__INSTRUCTION__: Starting at the line that contains "Would you be able to point at the sky", copy each line through the end of the listing below. Include both ends and output nothing more.

[Data items]

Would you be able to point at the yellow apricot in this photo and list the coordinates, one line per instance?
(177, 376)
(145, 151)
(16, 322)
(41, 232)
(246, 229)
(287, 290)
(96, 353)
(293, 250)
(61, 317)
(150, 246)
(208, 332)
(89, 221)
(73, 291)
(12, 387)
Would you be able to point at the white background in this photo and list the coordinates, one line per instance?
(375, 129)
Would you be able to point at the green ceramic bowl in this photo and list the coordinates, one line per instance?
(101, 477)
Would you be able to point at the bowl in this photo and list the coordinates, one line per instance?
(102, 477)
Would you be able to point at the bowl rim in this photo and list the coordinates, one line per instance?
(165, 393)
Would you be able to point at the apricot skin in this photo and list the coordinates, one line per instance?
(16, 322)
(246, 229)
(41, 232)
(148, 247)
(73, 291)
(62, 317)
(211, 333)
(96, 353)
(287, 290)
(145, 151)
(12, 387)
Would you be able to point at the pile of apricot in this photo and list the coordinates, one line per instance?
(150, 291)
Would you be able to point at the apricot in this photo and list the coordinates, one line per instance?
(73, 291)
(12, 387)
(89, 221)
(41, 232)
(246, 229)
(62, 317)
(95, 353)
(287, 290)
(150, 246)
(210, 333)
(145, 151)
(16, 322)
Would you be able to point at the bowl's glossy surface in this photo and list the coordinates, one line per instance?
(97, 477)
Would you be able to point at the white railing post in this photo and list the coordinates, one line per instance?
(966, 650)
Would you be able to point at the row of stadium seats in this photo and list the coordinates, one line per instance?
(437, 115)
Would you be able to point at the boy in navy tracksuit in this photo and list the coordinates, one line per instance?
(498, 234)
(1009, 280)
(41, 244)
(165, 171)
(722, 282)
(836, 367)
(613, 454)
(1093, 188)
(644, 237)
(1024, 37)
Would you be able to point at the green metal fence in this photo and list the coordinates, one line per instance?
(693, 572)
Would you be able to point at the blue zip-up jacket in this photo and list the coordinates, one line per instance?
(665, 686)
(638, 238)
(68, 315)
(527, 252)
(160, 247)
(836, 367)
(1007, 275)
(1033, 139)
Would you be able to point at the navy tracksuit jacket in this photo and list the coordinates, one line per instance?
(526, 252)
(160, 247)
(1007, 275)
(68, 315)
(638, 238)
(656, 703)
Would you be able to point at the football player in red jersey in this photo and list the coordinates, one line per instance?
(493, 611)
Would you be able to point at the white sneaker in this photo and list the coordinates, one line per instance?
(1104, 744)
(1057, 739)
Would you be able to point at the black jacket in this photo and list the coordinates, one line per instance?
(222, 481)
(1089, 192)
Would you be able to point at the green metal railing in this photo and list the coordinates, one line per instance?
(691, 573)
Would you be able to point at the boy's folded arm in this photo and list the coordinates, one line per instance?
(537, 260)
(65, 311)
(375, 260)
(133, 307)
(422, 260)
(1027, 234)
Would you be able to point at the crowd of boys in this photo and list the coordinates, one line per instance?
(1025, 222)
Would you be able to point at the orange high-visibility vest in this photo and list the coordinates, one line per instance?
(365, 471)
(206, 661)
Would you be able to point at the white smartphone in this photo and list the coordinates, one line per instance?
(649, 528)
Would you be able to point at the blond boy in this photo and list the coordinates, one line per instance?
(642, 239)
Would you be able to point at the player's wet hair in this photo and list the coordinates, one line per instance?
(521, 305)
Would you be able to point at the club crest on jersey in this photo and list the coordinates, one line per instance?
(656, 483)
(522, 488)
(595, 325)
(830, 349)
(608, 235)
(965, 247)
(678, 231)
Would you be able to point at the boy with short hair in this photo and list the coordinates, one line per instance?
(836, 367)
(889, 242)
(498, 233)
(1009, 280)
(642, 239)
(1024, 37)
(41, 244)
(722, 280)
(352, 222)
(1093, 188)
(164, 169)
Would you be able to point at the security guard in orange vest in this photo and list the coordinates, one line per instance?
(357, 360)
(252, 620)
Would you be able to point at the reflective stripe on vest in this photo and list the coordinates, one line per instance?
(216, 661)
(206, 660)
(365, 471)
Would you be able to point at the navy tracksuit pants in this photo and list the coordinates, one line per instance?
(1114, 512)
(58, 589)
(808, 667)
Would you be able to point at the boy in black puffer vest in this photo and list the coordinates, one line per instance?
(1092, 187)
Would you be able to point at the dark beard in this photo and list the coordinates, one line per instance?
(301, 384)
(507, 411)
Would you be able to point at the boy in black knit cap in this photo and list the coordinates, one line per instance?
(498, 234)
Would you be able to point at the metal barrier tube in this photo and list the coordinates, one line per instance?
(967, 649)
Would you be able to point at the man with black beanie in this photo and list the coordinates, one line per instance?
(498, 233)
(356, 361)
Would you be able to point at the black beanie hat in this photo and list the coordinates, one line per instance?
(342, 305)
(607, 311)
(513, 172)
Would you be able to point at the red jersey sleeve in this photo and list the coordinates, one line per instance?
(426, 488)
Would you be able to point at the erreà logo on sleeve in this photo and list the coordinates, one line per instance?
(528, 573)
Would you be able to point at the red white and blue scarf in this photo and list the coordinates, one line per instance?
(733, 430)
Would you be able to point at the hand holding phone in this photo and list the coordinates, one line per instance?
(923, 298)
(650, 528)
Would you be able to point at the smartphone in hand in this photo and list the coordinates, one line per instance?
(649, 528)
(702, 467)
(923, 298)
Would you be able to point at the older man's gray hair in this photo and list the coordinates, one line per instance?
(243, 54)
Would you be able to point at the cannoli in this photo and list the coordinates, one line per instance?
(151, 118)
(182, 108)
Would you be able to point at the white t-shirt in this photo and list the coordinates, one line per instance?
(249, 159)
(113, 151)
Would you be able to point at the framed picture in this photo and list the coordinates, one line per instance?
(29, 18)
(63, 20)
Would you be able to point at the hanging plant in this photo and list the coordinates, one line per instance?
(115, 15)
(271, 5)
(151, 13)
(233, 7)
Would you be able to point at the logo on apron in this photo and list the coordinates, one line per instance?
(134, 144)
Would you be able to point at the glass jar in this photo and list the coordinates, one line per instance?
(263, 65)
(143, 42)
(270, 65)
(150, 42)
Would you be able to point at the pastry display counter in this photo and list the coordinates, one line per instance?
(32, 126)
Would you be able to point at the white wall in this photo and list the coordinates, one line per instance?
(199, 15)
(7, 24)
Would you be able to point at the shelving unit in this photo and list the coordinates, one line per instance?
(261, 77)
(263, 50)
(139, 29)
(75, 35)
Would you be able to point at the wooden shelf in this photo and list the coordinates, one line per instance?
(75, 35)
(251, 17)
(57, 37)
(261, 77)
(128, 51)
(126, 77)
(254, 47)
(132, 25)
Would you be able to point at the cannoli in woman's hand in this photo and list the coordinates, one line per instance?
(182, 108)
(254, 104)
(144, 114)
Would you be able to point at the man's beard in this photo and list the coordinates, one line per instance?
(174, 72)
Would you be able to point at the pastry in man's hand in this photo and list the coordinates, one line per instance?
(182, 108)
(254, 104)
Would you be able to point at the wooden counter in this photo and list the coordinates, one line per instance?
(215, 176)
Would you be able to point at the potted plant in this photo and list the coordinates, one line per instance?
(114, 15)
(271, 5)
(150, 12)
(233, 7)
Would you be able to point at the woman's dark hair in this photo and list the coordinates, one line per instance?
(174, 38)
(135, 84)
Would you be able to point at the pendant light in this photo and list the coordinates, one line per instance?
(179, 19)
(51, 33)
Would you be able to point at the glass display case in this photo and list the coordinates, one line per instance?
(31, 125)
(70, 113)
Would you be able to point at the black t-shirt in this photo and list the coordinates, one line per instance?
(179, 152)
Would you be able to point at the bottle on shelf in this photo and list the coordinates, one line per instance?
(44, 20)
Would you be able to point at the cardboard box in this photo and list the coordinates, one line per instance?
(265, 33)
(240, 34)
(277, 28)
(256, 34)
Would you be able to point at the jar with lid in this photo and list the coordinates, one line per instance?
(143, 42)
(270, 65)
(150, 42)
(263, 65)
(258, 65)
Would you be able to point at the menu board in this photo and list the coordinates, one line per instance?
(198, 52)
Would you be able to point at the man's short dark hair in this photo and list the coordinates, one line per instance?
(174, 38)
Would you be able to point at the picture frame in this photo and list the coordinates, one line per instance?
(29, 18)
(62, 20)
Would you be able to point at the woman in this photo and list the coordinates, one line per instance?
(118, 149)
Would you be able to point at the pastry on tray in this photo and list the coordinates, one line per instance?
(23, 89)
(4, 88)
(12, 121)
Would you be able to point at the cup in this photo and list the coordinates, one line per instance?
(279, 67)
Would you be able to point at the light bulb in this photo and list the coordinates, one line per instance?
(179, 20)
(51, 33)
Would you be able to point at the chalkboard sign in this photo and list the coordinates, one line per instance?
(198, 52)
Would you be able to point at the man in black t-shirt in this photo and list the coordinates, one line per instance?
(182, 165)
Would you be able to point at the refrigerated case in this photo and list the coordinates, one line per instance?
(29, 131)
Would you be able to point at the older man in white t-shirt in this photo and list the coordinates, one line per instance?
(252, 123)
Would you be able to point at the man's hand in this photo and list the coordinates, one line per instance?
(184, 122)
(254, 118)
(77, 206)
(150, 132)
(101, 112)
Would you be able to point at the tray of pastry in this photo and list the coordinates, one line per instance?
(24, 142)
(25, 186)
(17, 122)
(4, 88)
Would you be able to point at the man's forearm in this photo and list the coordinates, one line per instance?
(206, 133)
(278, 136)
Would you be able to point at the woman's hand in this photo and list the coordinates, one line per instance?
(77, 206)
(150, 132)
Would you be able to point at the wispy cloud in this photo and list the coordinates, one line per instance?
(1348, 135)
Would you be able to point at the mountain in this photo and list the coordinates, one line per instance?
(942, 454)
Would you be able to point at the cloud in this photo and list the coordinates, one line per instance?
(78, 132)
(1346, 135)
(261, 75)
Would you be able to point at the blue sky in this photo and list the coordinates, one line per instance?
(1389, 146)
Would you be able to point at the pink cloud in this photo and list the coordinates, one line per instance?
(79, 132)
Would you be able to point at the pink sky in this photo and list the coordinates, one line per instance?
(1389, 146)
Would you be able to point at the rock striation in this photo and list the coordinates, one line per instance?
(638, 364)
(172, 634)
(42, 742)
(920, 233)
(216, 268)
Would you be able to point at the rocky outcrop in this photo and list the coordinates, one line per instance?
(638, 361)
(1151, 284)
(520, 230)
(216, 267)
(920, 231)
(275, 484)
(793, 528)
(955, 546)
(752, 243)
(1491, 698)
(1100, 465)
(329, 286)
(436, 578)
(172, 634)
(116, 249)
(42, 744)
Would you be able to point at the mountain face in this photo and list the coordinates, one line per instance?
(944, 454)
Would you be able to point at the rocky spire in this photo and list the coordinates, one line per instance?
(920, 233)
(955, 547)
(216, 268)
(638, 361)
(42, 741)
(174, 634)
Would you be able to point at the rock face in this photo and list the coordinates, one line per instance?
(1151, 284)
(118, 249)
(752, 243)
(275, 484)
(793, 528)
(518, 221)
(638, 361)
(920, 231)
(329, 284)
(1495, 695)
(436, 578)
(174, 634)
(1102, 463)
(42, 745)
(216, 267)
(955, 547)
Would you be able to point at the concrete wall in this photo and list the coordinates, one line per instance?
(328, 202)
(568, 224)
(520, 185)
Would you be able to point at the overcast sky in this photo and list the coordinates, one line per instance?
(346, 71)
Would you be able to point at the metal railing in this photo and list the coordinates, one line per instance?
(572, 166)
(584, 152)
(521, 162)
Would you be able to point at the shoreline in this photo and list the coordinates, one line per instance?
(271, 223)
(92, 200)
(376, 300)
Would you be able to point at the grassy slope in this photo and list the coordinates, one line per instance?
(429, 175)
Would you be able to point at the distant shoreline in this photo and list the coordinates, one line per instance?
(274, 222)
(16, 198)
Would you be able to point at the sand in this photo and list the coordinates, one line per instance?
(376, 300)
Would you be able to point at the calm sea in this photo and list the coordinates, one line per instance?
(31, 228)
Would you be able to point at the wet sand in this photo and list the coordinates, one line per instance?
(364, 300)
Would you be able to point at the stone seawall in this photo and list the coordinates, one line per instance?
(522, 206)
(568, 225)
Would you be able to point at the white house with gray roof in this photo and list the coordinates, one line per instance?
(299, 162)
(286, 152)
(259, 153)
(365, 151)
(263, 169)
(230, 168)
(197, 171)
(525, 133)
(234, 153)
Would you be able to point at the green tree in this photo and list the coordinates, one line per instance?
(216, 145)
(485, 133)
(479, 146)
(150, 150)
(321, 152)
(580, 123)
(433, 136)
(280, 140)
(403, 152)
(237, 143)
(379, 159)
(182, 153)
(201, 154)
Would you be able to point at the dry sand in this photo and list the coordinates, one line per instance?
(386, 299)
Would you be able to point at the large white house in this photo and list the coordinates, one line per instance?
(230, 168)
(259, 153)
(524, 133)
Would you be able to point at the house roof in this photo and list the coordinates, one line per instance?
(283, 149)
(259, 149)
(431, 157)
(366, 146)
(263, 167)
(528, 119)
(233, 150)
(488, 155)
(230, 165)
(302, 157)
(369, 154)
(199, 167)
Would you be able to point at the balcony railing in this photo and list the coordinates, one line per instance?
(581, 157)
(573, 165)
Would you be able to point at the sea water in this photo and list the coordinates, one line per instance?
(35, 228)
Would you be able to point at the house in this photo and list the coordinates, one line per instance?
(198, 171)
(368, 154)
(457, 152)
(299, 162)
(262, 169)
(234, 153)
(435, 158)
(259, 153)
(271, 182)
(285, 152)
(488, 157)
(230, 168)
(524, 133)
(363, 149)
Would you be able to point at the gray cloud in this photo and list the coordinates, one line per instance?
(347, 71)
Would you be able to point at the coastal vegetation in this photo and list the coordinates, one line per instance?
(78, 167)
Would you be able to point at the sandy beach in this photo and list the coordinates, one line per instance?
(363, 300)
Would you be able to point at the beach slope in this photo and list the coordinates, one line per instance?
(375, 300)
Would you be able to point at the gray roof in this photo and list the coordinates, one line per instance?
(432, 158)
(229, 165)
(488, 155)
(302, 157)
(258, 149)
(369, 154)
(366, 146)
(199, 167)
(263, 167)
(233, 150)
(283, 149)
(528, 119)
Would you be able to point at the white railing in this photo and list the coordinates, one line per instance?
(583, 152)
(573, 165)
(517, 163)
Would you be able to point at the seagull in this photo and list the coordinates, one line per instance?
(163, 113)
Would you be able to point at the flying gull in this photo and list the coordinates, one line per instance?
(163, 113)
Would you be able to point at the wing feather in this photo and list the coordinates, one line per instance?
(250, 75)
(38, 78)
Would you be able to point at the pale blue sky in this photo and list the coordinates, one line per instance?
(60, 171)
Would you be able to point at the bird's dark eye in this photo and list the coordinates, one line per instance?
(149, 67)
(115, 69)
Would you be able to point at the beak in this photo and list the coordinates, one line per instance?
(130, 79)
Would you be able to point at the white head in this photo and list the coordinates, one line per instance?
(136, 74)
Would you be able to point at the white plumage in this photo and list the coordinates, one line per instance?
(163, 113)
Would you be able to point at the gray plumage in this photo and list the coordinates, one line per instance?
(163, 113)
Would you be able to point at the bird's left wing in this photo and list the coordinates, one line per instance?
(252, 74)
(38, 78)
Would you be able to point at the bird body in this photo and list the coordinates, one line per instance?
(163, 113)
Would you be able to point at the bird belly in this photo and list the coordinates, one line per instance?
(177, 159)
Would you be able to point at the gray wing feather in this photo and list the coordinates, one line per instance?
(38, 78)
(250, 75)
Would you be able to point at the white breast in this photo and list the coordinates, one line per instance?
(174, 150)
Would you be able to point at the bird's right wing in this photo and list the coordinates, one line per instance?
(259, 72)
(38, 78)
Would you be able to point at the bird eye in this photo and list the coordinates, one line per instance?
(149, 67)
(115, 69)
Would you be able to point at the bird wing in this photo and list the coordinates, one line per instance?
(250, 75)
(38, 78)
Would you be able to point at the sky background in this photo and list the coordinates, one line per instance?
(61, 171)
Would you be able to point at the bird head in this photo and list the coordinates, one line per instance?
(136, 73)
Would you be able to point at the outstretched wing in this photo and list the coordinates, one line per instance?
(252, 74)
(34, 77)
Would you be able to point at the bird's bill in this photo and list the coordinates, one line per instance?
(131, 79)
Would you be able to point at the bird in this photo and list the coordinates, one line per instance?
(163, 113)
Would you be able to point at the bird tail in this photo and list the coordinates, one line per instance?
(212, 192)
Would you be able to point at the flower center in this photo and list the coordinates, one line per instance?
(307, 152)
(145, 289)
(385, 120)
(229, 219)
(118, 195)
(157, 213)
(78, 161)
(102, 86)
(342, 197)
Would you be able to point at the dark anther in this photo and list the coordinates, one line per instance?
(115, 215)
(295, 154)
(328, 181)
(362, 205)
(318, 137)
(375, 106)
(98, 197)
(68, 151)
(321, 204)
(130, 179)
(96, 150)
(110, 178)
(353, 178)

__WRITTEN ANSWER__:
Would you be able to point at the sky background in this photo and list the coordinates, one line per instance?
(61, 171)
Would you be able to point at the bird head in this photo and list the coordinates, one line per instance?
(136, 73)
Would you be able to point at the outstretched wing in this photo and list the coordinates, one line per instance?
(252, 74)
(34, 77)
Would you be able to point at the bird's bill in this photo and list the coordinates, one line per instance?
(131, 79)
Would you be able to point at the bird in this photo and list the coordinates, one line per instance?
(163, 113)
Would you be able to point at the bird tail in this photo and list the coordinates, one line per instance?
(212, 192)
Would you be able to point at the flower center in this photo and list the coordinates, one line per instance?
(307, 152)
(145, 289)
(385, 120)
(229, 219)
(118, 195)
(157, 213)
(78, 161)
(102, 86)
(342, 197)
Would you be able to point at the dark anther in this photo and list the coordinates, one line per instance?
(115, 215)
(295, 154)
(328, 181)
(362, 205)
(318, 137)
(375, 106)
(98, 197)
(68, 151)
(321, 204)
(130, 179)
(96, 150)
(110, 178)
(353, 178)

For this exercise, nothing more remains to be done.